Recorded data
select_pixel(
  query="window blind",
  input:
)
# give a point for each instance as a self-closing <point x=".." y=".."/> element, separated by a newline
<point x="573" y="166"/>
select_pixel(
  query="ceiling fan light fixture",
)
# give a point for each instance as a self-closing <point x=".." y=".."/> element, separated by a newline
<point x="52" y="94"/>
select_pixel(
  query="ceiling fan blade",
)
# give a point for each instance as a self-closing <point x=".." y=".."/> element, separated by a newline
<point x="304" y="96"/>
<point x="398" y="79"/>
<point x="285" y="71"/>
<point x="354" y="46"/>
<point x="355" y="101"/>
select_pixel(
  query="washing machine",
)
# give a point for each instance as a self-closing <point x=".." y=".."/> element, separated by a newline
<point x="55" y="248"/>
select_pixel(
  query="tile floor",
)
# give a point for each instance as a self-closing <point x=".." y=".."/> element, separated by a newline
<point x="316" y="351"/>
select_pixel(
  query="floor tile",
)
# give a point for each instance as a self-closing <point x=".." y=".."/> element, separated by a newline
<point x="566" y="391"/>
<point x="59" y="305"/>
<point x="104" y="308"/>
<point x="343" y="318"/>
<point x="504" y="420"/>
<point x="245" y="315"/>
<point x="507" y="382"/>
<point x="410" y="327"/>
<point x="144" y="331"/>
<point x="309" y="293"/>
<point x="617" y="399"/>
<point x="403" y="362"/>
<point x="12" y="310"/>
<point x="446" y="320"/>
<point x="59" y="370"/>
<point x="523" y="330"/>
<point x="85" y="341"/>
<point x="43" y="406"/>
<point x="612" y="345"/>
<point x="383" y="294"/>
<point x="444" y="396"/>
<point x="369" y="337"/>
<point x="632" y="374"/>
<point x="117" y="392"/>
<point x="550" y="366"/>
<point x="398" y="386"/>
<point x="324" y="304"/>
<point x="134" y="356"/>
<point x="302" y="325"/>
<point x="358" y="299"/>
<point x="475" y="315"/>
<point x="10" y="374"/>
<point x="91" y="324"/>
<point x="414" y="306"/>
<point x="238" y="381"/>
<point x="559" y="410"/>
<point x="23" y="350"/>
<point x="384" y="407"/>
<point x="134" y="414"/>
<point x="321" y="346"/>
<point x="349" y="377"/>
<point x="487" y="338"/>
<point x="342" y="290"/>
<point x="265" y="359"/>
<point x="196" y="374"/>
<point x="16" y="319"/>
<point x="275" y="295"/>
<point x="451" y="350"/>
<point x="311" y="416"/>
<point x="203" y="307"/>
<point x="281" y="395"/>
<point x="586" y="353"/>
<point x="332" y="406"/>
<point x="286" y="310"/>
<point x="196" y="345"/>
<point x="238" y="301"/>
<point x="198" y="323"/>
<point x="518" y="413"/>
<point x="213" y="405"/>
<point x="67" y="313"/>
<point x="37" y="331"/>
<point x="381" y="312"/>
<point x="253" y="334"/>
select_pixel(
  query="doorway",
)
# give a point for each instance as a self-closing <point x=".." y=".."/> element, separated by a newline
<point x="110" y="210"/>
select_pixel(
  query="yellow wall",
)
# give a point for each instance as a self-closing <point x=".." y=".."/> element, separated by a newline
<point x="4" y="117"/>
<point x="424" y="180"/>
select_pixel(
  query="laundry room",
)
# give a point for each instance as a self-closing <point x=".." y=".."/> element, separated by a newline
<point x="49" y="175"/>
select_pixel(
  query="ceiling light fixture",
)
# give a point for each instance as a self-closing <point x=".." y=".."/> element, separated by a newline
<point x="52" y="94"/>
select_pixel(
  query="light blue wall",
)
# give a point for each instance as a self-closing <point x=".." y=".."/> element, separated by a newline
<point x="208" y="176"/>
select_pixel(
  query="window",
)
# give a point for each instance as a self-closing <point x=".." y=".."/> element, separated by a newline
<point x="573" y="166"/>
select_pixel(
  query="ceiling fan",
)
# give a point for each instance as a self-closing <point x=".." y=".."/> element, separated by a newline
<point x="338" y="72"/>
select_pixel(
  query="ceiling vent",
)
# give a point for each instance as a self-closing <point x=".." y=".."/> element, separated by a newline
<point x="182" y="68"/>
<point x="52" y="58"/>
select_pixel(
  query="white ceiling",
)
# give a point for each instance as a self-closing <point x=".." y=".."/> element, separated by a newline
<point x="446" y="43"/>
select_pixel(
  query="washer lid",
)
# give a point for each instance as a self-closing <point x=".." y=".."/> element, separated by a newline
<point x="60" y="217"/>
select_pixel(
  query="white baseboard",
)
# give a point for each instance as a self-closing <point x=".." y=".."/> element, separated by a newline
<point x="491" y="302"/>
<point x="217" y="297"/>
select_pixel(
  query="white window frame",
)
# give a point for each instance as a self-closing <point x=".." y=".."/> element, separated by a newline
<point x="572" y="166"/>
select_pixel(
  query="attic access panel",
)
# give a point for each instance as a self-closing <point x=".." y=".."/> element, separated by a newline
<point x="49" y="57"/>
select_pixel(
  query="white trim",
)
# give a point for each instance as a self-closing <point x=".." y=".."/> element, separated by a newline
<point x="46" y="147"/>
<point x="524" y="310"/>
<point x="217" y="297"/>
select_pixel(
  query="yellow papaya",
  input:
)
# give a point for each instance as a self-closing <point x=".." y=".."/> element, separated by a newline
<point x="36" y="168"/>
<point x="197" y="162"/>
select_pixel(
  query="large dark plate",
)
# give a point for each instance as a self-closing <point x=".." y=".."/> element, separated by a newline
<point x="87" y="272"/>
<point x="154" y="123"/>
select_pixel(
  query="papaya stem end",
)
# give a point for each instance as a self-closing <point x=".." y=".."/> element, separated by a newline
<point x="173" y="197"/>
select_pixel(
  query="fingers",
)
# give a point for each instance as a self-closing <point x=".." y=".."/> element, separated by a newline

◆ JOB ◆
Every entry should be printed again exactly as it stands.

◆ FINAL RESULT ◆
select_pixel(
  query="window blind",
  input:
)
# give a point for each instance as a self-closing <point x=".." y=".."/> element, separated by a newline
<point x="573" y="166"/>
select_pixel(
  query="ceiling fan light fixture",
)
# give a point for each instance as a self-closing <point x=".." y=".."/> element, separated by a newline
<point x="52" y="94"/>
select_pixel(
  query="ceiling fan blade",
)
# give a point for each instance as a self-closing <point x=".." y=".."/> element, separated by a newline
<point x="304" y="96"/>
<point x="398" y="79"/>
<point x="285" y="71"/>
<point x="354" y="46"/>
<point x="355" y="101"/>
select_pixel(
  query="washing machine",
)
# give a point for each instance as a self-closing <point x=".." y=".."/> element, separated by a newline
<point x="55" y="248"/>
select_pixel(
  query="tile floor",
)
# give a point for each instance as a self-closing <point x=".." y=".."/> element, separated by a newline
<point x="316" y="351"/>
select_pixel(
  query="floor tile",
)
# give a point for each instance as a self-closing <point x=".." y=".."/> element, separated by a newline
<point x="566" y="391"/>
<point x="59" y="305"/>
<point x="104" y="308"/>
<point x="343" y="318"/>
<point x="504" y="420"/>
<point x="245" y="315"/>
<point x="507" y="382"/>
<point x="410" y="327"/>
<point x="144" y="331"/>
<point x="309" y="293"/>
<point x="617" y="399"/>
<point x="403" y="362"/>
<point x="12" y="310"/>
<point x="446" y="320"/>
<point x="59" y="370"/>
<point x="523" y="330"/>
<point x="85" y="341"/>
<point x="43" y="406"/>
<point x="612" y="345"/>
<point x="383" y="294"/>
<point x="444" y="396"/>
<point x="369" y="337"/>
<point x="632" y="374"/>
<point x="117" y="392"/>
<point x="550" y="366"/>
<point x="398" y="386"/>
<point x="324" y="304"/>
<point x="134" y="356"/>
<point x="302" y="325"/>
<point x="358" y="299"/>
<point x="475" y="315"/>
<point x="10" y="374"/>
<point x="91" y="324"/>
<point x="414" y="306"/>
<point x="238" y="381"/>
<point x="559" y="410"/>
<point x="23" y="350"/>
<point x="384" y="407"/>
<point x="134" y="414"/>
<point x="321" y="346"/>
<point x="349" y="377"/>
<point x="487" y="338"/>
<point x="342" y="290"/>
<point x="265" y="359"/>
<point x="196" y="374"/>
<point x="16" y="319"/>
<point x="275" y="295"/>
<point x="451" y="350"/>
<point x="311" y="416"/>
<point x="203" y="307"/>
<point x="281" y="395"/>
<point x="586" y="353"/>
<point x="332" y="406"/>
<point x="286" y="310"/>
<point x="196" y="345"/>
<point x="238" y="301"/>
<point x="198" y="323"/>
<point x="518" y="413"/>
<point x="213" y="405"/>
<point x="67" y="313"/>
<point x="37" y="331"/>
<point x="381" y="312"/>
<point x="253" y="334"/>
select_pixel(
  query="doorway",
)
# give a point for each instance as a self-closing <point x=".." y=".."/> element, separated by a newline
<point x="110" y="210"/>
select_pixel(
  query="yellow wall",
)
# give a point for each instance as a self-closing <point x=".." y=".."/> element, separated by a newline
<point x="4" y="117"/>
<point x="424" y="180"/>
select_pixel(
  query="laundry room",
)
# give a point for each instance as a self-closing <point x=".." y=".."/> element, separated by a newline
<point x="49" y="175"/>
select_pixel(
  query="ceiling light fixture",
)
# give a point for each instance as a self-closing <point x=".." y=".."/> element, separated by a newline
<point x="52" y="94"/>
select_pixel(
  query="light blue wall",
)
# give a point for each instance as a self-closing <point x=".." y=".."/> element, separated by a newline
<point x="208" y="176"/>
select_pixel(
  query="window",
)
# give a point for each instance as a self-closing <point x=".." y=".."/> element, separated by a newline
<point x="573" y="166"/>
select_pixel(
  query="ceiling fan",
)
# give a point for each instance as a self-closing <point x=".." y=".."/> element, separated by a newline
<point x="338" y="72"/>
select_pixel(
  query="ceiling vent",
)
# give a point for each instance as a self-closing <point x=".." y=".."/> element, separated by a newline
<point x="182" y="68"/>
<point x="52" y="58"/>
select_pixel(
  query="white ceiling",
)
# give a point for each instance as a self-closing <point x=".." y=".."/> element, separated by a newline
<point x="446" y="43"/>
select_pixel(
  query="washer lid",
)
# give a point for each instance as a self-closing <point x=".." y=".."/> element, separated by a newline
<point x="60" y="217"/>
select_pixel(
  query="white baseboard",
)
# give a point for each instance as a self-closing <point x=".." y=".."/> element, separated by a newline
<point x="491" y="302"/>
<point x="217" y="297"/>
select_pixel(
  query="white window frame",
)
# give a point for each instance as a self-closing <point x=".." y=".."/> element, separated by a newline
<point x="572" y="166"/>
select_pixel(
  query="attic access panel",
)
# give a point for each instance as a self-closing <point x=".." y=".."/> element, separated by a newline
<point x="49" y="57"/>
select_pixel(
  query="white trim",
)
# give a point for each instance as a self-closing <point x=".." y=".."/> element, separated by a newline
<point x="46" y="147"/>
<point x="524" y="310"/>
<point x="217" y="297"/>
select_pixel(
  query="yellow papaya",
  input:
)
# give a point for each instance as a self-closing <point x=".." y=".."/> element, separated by a newline
<point x="36" y="168"/>
<point x="197" y="162"/>
select_pixel(
  query="large dark plate",
)
# give a point for each instance as a self-closing <point x=".." y=".."/> element, separated by a newline
<point x="87" y="272"/>
<point x="154" y="123"/>
select_pixel(
  query="papaya stem end",
)
# give a point for each instance as a self-closing <point x=".." y=".."/> element, separated by a newline
<point x="173" y="197"/>
select_pixel(
  query="fingers",
)
# give a point for each instance as a self-closing <point x=".." y=".."/> element, separated by a newline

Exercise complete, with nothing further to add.